Work instruction 1:
In the passage about tuberculosis drug development, rewrite the part between "TB treatment requires" and "normally kill them.", inclusive, replacing "antibiotics" with "medicines".
Work instruction 2:
According to the passage about tuberculosis drug development, what symptoms does Mycobacterium tuberculosis cause?
Work instruction 3:
In the passage about tuberculosis drug development, what total amount did the two grants from the Bill & Melinda Gates Foundation provide?

Passage provided:
▼▼▼

Grants will fund tuberculosis drug development

Weill Cornell Medicine researchers and the TB Drug Accelerator have received two grants totaling $6.8 million from the Bill & Melinda Gates Foundation to study tuberculosis (TB) drug development. This effort will expedite finding new drug targets within the bacteria and identifying new lead compounds, two significant bottlenecks in TB drug development.

“These grants allow us to apply the assays we’ve developed in the last few years, focusing on the most promising targets for TB drug development,” said principal investigator Dirk Schnappinger, professor of microbiology and immunology at Weill Cornell Medicine and a member of the TB Drug Accelerator.

Mycobacterium tuberculosis (Mtb), bacteria that infect and multiply in the lungs, cause cough, fever and chest pain. Highly contagious, TB remains one of the most devastating infectious diseases. Last year, 10.6 million developed the condition globally, resulting in approximately 1.3 million deaths, according to the World Health Organization.

TB treatment requires taking several antibiotics for up to nine months. “We could treat TB much better in the regions where the disease takes its biggest toll, if we could shorten the time patients need to take antibiotics and discover more effective medications,” Schnappinger said.

Mtb can adapt to different conditions inside the human body, allowing it to evade treatment through drug resistance and drug tolerance. Drug resistance forms when spontaneous gene mutations render the bacteria resistant to commonly used TB drugs, usually when patients fail to complete the treatment regimens. Drug tolerance occurs when the bacteria undergo a physiological change that allows them to escape treatment that would normally kill them.

One of Schnappinger’s research goals is to prioritize the small molecules that have been identified by other members of the TB Drug Accelerator for further development. His team is using genetic methods to probe how these small molecules can kill or inhibit the growth of Mtb. Ideally, discovering several molecules that work in different ways would help combat drug resistance.

The small molecules are tested on Mtb mutant libraries containing 30,000 to 100,000 strains generated in collaboration with Jeremy Rock, head of the Laboratory of Host-Pathogen Biology at Rockefeller University. Each bacterial strain has a different gene underexpressed so less of that protein is produced. When a small molecule eliminates or inhibits the growth of a particular Mtb strain, the researchers can identify the underexpressed gene as the bacteria’s weak point.

▲▲▲

Records provided:
▼▼▼

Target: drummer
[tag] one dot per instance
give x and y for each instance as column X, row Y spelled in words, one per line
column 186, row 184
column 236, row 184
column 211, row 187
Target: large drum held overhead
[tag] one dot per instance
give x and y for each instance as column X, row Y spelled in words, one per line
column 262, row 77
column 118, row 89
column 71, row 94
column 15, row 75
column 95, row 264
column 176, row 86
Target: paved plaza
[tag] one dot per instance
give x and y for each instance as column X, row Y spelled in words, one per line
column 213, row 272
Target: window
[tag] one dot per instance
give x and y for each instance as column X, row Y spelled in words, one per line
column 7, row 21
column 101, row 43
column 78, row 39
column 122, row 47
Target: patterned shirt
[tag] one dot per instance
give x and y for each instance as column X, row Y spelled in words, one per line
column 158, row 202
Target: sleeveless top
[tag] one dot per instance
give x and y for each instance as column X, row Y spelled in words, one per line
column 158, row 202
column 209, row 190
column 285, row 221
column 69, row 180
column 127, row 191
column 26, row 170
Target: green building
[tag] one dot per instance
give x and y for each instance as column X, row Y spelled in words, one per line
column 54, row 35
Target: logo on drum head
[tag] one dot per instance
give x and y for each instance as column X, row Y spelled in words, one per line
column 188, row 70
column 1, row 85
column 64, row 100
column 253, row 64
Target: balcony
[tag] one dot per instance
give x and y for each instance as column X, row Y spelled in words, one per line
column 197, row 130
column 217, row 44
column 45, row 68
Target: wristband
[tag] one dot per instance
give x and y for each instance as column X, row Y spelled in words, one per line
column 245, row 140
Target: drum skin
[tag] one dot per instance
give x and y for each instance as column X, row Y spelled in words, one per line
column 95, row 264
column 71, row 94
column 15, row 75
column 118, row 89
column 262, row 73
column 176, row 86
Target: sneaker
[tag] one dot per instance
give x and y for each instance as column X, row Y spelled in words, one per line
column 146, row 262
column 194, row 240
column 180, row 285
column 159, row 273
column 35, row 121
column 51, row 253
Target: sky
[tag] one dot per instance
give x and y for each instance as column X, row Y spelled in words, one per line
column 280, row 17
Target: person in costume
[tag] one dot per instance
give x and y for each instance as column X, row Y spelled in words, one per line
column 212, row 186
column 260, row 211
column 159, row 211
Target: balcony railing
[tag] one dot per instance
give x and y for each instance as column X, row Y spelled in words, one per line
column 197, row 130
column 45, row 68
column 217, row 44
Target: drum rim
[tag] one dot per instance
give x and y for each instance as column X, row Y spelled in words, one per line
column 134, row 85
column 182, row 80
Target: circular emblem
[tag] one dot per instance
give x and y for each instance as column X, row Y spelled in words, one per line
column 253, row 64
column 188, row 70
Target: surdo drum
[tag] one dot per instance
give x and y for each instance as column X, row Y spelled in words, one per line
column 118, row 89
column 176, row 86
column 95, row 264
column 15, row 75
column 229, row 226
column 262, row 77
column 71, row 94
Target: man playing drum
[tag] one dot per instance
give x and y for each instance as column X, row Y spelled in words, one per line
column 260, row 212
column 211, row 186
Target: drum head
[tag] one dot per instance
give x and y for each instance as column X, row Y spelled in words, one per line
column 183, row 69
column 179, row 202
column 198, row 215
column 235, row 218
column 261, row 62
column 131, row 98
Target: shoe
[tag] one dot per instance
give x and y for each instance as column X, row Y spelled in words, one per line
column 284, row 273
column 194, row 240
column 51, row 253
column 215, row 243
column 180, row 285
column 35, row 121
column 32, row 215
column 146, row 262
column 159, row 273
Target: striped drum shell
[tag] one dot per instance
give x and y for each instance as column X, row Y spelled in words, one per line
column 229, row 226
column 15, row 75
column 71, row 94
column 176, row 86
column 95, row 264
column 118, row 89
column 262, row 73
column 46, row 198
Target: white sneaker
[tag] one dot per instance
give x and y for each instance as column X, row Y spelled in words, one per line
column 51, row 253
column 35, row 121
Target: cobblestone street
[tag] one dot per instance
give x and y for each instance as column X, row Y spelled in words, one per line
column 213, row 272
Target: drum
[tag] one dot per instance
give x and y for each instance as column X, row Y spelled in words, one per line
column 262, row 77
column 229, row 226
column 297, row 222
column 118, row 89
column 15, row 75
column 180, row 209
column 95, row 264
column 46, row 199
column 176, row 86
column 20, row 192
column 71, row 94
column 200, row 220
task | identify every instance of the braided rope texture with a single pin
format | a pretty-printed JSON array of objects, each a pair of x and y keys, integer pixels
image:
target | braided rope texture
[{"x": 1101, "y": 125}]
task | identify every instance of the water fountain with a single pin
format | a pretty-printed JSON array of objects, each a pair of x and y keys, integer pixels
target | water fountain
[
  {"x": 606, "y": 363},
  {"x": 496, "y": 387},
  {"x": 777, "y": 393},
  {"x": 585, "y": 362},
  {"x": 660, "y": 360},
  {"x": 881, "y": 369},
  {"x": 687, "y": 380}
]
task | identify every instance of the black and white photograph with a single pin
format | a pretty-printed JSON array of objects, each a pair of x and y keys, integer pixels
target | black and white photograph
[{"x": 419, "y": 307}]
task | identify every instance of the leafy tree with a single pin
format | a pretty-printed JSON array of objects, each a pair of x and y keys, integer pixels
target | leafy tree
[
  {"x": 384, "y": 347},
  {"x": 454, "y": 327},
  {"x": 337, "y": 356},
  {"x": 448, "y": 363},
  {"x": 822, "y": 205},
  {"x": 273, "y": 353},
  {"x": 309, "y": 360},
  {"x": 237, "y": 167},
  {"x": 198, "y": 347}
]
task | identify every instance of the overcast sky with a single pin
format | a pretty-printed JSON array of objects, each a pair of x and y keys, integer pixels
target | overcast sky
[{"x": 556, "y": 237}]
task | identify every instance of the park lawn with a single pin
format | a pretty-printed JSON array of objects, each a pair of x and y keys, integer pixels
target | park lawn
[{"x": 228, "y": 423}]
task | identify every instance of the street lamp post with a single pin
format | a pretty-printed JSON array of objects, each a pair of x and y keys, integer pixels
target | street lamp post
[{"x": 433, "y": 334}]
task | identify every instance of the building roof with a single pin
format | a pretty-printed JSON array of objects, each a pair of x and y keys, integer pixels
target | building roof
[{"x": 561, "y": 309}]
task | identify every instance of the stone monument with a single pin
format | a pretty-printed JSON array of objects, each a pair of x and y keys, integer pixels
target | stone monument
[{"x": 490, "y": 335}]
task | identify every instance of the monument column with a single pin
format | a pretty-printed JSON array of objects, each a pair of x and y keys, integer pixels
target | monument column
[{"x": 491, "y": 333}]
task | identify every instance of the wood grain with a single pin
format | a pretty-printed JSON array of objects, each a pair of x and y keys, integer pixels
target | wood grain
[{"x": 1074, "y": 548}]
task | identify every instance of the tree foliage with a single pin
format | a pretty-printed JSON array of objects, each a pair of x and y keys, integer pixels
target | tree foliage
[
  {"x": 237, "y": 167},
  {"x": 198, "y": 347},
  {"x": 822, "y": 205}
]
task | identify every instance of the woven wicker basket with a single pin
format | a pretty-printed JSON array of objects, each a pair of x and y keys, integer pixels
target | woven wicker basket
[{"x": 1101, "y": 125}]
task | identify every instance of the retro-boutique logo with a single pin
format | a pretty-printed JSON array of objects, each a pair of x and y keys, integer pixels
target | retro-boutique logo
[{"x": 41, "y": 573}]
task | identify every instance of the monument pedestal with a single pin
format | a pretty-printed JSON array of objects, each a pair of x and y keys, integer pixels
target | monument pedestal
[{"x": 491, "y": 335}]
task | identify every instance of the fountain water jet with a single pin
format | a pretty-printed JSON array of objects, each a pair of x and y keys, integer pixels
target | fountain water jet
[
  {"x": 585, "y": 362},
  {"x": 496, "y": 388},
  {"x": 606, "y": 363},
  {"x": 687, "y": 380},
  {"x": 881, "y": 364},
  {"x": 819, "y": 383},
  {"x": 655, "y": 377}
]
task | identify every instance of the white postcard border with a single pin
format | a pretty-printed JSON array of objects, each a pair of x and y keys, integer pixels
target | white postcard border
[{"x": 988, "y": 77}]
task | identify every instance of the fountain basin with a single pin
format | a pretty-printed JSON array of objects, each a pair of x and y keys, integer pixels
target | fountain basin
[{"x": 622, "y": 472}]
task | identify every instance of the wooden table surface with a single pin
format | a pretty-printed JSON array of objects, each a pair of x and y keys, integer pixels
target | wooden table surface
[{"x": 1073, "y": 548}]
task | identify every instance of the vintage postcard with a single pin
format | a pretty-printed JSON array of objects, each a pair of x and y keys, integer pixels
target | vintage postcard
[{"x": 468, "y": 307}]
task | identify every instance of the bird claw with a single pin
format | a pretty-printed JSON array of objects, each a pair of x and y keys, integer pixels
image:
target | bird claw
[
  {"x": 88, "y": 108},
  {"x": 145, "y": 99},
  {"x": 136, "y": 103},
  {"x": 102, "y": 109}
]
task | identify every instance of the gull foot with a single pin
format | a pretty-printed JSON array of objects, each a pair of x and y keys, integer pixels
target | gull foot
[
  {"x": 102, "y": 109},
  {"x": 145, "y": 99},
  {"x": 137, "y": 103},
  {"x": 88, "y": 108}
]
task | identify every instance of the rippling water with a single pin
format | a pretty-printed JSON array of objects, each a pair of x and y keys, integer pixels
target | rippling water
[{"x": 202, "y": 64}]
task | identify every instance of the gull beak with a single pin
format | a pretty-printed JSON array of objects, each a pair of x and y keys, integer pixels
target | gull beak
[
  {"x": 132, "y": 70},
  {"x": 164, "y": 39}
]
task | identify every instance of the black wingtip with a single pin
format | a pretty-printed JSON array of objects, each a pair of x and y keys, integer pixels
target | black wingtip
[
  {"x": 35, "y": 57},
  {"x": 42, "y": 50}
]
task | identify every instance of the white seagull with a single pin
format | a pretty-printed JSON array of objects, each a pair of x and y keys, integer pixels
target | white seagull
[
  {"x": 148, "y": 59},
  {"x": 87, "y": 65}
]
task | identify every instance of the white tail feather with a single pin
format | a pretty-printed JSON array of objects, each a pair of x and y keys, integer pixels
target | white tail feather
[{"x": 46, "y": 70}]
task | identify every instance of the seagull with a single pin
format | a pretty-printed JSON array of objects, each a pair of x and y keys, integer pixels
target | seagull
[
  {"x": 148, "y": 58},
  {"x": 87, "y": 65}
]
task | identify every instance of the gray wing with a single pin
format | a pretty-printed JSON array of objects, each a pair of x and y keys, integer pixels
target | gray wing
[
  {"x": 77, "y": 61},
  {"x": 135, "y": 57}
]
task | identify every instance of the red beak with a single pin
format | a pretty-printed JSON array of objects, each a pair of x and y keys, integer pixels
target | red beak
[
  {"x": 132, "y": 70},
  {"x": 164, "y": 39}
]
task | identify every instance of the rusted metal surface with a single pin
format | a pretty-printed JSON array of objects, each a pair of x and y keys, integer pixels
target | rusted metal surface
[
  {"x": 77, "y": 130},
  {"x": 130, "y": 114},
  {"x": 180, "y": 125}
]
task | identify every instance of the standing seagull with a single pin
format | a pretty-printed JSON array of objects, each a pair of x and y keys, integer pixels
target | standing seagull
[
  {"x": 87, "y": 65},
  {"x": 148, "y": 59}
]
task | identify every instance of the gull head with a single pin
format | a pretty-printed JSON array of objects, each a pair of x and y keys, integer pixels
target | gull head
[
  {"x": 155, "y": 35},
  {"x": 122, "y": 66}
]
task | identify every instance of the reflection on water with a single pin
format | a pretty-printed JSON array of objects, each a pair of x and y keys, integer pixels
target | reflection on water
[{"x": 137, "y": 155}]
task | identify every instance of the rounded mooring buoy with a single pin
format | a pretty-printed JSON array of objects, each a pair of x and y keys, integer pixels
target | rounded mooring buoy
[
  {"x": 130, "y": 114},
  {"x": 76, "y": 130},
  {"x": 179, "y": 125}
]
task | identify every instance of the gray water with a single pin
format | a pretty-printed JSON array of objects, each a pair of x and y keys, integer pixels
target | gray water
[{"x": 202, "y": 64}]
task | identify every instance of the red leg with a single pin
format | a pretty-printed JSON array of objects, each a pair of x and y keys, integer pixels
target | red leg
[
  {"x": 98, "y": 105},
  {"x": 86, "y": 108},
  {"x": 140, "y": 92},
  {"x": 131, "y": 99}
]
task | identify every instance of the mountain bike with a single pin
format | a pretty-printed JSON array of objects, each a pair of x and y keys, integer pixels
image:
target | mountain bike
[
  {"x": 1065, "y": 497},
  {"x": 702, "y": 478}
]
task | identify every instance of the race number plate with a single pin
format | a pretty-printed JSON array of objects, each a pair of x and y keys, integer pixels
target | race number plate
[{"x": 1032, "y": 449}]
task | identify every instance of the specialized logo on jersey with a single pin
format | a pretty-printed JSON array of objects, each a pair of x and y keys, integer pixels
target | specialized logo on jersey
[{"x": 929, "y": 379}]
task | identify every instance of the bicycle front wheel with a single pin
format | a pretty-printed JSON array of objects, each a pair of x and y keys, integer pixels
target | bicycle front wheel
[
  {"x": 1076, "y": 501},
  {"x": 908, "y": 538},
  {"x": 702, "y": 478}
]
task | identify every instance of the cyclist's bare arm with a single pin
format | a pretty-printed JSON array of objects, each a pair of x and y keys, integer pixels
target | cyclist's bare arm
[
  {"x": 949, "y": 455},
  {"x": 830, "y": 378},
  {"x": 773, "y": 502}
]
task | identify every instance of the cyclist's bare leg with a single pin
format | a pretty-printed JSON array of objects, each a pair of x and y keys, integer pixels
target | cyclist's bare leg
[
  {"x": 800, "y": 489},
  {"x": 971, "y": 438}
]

▲▲▲

Response 1:
TB treatment requires taking several medicines for up to nine months. “We could treat TB much better in the regions where the disease takes its biggest toll, if we could shorten the time patients need to take medicines and discover more effective medications,” Schnappinger said.

Mtb can adapt to different conditions inside the human body, allowing it to evade treatment through drug resistance and drug tolerance. Drug resistance forms when spontaneous gene mutations render the bacteria resistant to commonly used TB drugs, usually when patients fail to complete the treatment regimens. Drug tolerance occurs when the bacteria undergo a physiological change that allows them to escape treatment that would normally kill them.

Response 2:
Cough, fever, chest pain

Response 3:
$6.8 million